→ **Task brief**
Please transcribe the entries below exactly and leave out every picture.

(Stored data)
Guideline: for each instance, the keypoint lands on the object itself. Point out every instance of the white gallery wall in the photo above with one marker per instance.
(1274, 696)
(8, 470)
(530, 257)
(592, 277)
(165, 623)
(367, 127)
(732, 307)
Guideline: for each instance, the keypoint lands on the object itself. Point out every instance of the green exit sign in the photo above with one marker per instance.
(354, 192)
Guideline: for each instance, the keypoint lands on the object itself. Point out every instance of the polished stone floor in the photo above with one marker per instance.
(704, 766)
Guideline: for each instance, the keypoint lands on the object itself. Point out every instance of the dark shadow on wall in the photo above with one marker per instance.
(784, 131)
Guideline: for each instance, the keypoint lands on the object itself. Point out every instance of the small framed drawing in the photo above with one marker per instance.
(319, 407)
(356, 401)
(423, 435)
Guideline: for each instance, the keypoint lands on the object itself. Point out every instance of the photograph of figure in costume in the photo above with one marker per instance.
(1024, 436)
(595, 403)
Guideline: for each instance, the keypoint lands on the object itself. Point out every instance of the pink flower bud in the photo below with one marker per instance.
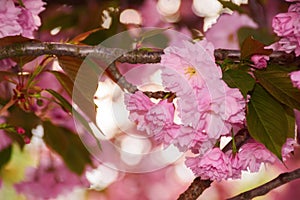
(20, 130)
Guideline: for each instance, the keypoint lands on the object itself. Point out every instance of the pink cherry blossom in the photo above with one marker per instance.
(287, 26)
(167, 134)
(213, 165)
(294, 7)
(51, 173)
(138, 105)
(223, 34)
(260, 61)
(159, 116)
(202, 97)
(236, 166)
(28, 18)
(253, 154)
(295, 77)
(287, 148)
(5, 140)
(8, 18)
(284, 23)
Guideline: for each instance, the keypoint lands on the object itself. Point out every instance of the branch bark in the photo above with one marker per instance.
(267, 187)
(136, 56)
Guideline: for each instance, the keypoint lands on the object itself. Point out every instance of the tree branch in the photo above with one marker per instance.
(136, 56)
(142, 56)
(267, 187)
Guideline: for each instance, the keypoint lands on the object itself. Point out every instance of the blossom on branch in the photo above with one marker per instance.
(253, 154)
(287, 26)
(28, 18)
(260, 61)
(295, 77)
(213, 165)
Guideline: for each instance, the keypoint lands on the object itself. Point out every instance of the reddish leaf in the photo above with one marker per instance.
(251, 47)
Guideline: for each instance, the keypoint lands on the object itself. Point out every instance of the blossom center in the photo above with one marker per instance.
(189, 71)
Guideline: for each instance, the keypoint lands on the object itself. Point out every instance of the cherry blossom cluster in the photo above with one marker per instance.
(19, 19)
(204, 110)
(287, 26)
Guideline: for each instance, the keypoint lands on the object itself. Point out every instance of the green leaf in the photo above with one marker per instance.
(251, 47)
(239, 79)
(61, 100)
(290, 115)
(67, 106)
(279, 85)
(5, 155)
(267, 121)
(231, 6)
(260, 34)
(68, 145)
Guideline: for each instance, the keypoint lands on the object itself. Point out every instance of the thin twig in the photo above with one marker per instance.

→ **Finished task**
Guideline: for each instance, the keypoint lands on the object itself. Point out every instance of the white gallery wall in the photo above with one marker per instance.
(1274, 696)
(8, 470)
(530, 257)
(592, 277)
(165, 623)
(367, 127)
(732, 307)
Guideline: for each instance, the keypoint lands on the object itself. Point out every instance of the green exit sign in the photo above with one marker per instance.
(354, 192)
Guideline: for each instance, the keypoint lands on the object itself. Point out every instance of the polished stone floor in the photo above with one marker per instance.
(704, 766)
Guideline: for each instance, the keypoint lands on the object itself. Point out every instance of the dark shadow on wall in the photo above with one marker per instance.
(784, 131)
Guideline: for each instance, the keypoint lands on the object itself. Point out every instance of the small framed drawing in the photo above with one marker per instance.
(319, 407)
(356, 401)
(423, 435)
Guideline: for each instance, the keypoint lands on the object itself. Point out every instance of the photograph of figure in costume in the photo above with one marker per instance.
(1024, 436)
(595, 403)
Guideline: for each instance, the keypoint lands on the object itself. Point out every instance of the pink flower bud in the photo below with one marker per instance.
(20, 130)
Guideline: for each instance, the keypoint lands on the object itself. Point out every instance of the pink cherry blossom in the photo above with one marker per instance.
(287, 26)
(167, 134)
(213, 165)
(294, 7)
(51, 173)
(138, 105)
(223, 34)
(260, 61)
(159, 116)
(202, 97)
(236, 166)
(28, 18)
(253, 154)
(295, 77)
(287, 148)
(5, 140)
(8, 18)
(284, 23)
Guideline: for each instance, the keypoint lands on the object itself. Point out every instance of the branch bark in the photo above with one marker per instance.
(267, 187)
(136, 56)
Guideline: for each instance, the keypoint lands on the object itself. Point out every instance of the tree branch in the photo above with one marker per instance.
(136, 56)
(142, 56)
(267, 187)
Guideline: for each instance, the keypoint lands on the object itself. Point out every instance of the blossom on branch in the photo above with one marker per instance.
(253, 154)
(287, 26)
(28, 18)
(260, 61)
(295, 77)
(213, 165)
Guideline: for each instance, the keypoint lands on the object itself. Point out every instance of the reddish leaf in the photo above with one marker per instance.
(251, 47)
Guideline: for each instance, the keypoint lands on the object itself. Point out every instance of the blossom center in the photo above with one marker per instance.
(189, 71)
Guideline: for each instance, the keypoint lands on the object itself. Point out every instance of the cherry blossom cluster in the photo above with one marker per instance.
(19, 19)
(204, 110)
(287, 26)
Guideline: for each instance, the keypoint lands on the object itself. Point out every instance of the green leaf in the photo above with one marker per instance.
(251, 47)
(239, 79)
(61, 100)
(290, 115)
(67, 106)
(279, 85)
(5, 155)
(267, 121)
(231, 6)
(260, 34)
(68, 145)
Guideline: for each instance, the keypoint lands on the object itself. Point out every instance of the thin twig in the photo above with one marker per instance.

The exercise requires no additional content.